Lista de tarefas -
a: Reproduza fielmente o trecho do texto extraído que começa nas palavras "Processado o feito, sobreveio" e vai até "e não apelou.", parando logo após elas.
b: Você pode retomar o relato do processo penal contra o réu, dando-lhe sequência a partir da última frase apresentada?

Texto extraído -
= = = = =

Processado o feito, sobreveio sentença da lavra da MM. Juíza Federal Substituta Ivana Barba Pacheco, registrada em 29/08/2008 (fls.125-139 e 140), que condenou o réu como incurso no artigo 304 c/c art. 297, 61, I, 63 e 64, todos do Código Penal, à pena de 03 (três) anos de reclusão, em regime inicial fechado, e 15 (quinze) dias-multa, fixados no valor unitário mínimo, negando-lhe o direito de apelar em liberdade e a substituição da pena privativa de liberdade por restritivas de direitos.
O Ministério Público Federal tomou ciência da r. sentença em 18/09/2008 (fls.140 verso) e não apelou.
Expedida Guia de Recolhimento Provisória em 23/09/2008 (fls. 144).

= = = = =

Dados extraídos -
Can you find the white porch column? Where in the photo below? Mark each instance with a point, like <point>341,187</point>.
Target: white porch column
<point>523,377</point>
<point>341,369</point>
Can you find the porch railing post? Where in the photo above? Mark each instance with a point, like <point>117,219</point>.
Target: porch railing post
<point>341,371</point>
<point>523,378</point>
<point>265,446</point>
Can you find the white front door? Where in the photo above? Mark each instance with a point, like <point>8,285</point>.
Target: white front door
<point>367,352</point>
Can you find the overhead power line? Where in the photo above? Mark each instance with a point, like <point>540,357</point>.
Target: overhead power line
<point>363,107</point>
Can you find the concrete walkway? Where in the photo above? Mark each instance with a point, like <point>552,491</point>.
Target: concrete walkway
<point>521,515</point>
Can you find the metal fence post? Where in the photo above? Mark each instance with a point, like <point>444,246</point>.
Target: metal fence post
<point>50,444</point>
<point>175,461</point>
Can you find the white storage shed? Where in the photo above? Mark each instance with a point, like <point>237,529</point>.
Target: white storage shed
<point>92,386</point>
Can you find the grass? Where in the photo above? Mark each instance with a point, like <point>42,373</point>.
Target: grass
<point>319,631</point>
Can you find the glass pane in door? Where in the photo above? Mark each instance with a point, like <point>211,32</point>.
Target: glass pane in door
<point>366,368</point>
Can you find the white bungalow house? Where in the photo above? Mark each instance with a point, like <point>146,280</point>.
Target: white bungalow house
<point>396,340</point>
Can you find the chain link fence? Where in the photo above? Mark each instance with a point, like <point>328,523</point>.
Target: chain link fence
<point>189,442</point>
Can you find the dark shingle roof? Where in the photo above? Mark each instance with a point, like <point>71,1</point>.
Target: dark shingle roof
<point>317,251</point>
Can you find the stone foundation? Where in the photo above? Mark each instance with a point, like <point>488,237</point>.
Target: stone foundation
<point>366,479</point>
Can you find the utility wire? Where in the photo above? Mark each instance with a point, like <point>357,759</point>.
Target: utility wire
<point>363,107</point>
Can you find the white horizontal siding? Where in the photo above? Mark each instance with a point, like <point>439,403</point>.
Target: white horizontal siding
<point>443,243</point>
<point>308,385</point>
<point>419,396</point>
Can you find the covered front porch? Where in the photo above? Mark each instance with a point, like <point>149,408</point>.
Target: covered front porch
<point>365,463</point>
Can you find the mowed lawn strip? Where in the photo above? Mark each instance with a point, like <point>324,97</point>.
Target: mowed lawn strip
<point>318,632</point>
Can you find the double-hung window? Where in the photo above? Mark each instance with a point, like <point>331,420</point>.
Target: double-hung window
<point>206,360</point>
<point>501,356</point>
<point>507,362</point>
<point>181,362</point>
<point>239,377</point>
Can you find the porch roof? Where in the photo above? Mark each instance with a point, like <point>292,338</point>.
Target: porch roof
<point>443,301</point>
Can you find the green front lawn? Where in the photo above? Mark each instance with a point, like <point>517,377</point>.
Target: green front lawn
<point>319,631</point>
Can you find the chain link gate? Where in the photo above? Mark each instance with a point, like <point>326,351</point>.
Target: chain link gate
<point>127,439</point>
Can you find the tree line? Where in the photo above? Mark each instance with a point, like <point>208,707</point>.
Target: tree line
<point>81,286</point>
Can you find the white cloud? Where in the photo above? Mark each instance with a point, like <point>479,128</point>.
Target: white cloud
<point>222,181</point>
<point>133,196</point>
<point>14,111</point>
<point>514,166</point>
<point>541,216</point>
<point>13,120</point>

= = = = =

Respostas do exercício -
a:
Processado o feito, sobreveio sentença da lavra da MM. Juíza Federal Substituta Ivana Barba Pacheco, registrada em 29/08/2008 (fls.125-139 e 140), que condenou o réu como incurso no artigo 304 c/c art. 297, 61, I, 63 e 64, todos do Código Penal, à pena de 03 (três) anos de reclusão, em regime inicial fechado, e 15 (quinze) dias-multa, fixados no valor unitário mínimo, negando-lhe o direito de apelar em liberdade e a substituição da pena privativa de liberdade por restritivas de direitos.
O Ministério Público Federal tomou ciência da r. sentença em 18/09/2008 (fls.140 verso) e não apelou.

b:
Apela o réu às fls.171-175, postulando: a) a absolvição em razão de concurso formal entre a conduta dos autos e de tráfico de drogas, apurada no processo nº 2006.61.19.000403-7, no qual o acusado foi condenado à pena de 03 (três) anos e 10 (dez) meses de reclusão; b) alternativamente, em caso de manutenção da condenação, diminuição da pena imposta ao mínimo legal, considerando-se a atenuante da confissão; c) desclassificação do delito para o crime previsto no artigo 308, do Código Penal; d) diminuída a pena privativa de liberdade ao mínimo legal, seja ela substituída por penas restritivas de direitos; e d) alteração do regime inicial de cumprimento de pena para semiaberto.
Contrarrazões do Ministério Público Federal às fls.178-189, pelo desprovimento do recurso interposto.
A Procuradoria Regional da República, em parecer de lavra da Dra. Luiza Cristina Fonseca Frischeisen, opinou pelo improvimento do apelo (fls192-197).
É o relatório.
Ao MM. Revisor.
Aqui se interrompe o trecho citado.